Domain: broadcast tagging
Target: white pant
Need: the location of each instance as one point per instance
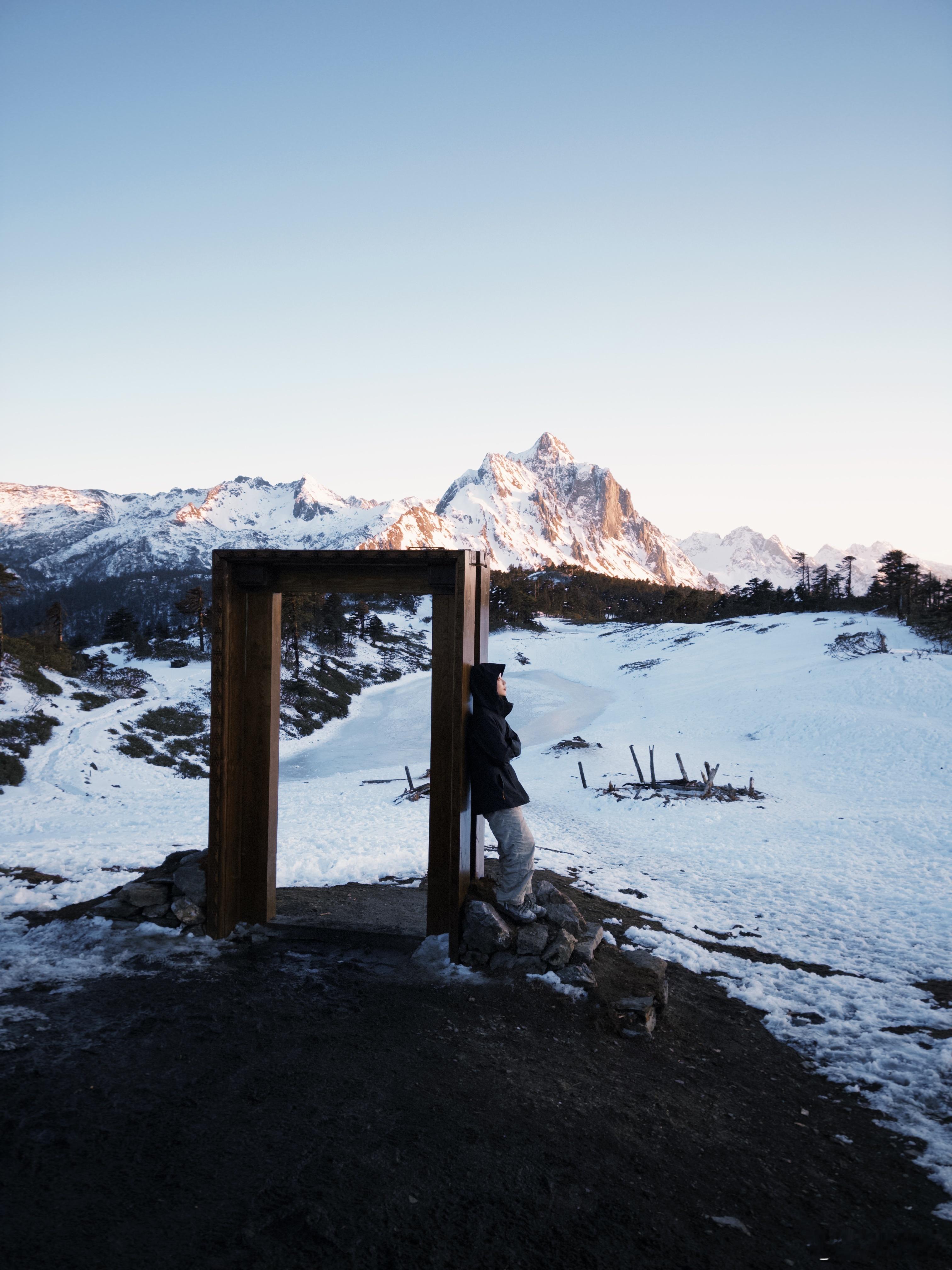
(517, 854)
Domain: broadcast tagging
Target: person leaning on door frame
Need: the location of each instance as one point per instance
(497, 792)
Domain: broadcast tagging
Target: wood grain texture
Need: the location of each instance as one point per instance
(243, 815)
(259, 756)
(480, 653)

◆ ◆ ◆ ◆

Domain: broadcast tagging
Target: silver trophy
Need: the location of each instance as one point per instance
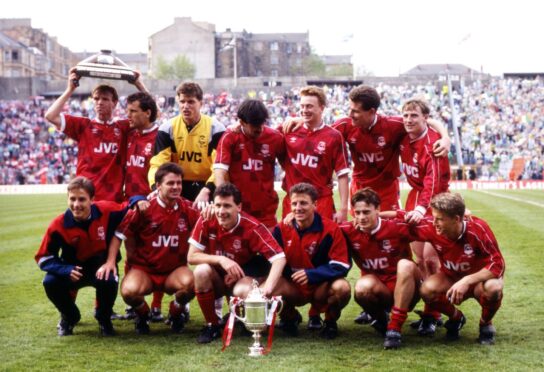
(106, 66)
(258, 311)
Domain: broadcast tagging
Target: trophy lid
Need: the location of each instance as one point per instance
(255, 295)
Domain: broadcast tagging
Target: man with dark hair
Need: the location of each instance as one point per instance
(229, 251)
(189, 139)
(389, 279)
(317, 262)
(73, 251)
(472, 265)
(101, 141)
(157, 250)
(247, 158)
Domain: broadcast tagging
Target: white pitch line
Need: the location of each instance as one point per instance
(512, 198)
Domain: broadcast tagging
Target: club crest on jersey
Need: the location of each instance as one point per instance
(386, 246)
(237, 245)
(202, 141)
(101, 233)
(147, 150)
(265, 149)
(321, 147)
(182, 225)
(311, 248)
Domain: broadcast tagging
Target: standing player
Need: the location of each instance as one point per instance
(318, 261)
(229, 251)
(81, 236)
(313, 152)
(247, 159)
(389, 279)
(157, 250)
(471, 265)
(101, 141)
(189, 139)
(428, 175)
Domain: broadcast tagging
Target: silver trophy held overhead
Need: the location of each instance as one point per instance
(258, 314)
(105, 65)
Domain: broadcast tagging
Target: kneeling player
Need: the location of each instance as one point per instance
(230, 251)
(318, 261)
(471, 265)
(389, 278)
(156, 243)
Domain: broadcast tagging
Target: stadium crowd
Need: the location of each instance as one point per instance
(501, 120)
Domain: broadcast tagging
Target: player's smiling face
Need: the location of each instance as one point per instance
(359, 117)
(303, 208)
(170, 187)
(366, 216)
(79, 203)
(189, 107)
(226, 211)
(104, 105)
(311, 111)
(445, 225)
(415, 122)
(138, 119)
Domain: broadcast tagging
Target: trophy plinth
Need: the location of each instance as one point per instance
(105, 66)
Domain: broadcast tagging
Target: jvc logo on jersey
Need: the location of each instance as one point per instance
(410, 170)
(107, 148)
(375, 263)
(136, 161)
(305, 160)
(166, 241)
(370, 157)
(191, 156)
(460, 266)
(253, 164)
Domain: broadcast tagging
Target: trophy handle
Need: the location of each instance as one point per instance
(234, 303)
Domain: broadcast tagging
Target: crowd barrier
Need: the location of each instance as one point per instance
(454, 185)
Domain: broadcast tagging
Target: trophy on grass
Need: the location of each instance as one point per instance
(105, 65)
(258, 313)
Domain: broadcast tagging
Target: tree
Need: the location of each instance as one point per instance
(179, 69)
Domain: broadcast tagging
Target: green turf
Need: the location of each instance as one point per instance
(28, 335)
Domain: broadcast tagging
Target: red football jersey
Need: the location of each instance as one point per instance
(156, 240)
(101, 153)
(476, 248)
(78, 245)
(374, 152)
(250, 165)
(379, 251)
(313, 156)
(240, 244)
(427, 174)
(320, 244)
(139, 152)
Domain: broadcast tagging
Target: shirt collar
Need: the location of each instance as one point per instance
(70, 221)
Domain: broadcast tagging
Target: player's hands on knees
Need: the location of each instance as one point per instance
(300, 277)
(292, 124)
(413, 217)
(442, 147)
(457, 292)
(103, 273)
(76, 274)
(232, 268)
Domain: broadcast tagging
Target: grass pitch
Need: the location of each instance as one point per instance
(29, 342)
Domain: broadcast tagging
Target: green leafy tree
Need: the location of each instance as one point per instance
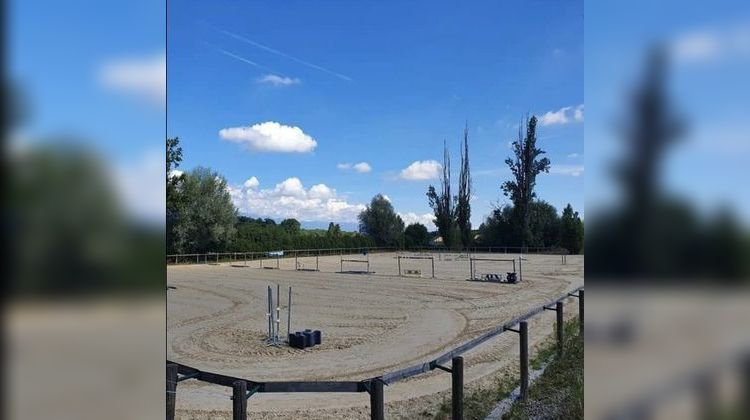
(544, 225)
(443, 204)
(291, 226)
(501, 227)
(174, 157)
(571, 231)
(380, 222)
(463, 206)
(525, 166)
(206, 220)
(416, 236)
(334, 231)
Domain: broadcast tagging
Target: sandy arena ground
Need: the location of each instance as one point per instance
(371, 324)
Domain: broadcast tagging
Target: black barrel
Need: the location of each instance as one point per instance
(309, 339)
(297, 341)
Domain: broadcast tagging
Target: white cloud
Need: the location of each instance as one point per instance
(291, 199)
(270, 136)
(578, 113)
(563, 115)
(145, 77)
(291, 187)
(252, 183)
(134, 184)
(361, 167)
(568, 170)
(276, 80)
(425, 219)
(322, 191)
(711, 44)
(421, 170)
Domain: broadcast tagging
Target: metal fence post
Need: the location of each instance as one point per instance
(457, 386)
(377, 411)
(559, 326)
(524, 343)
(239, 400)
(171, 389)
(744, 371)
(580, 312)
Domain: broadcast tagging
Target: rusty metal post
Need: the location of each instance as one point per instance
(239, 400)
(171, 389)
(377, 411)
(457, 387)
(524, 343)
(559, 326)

◆ ◆ ◆ ◆

Tally the lines in the rows above that contain the string "player": how many are there? Answer with the number alone.

● **Finished answer**
4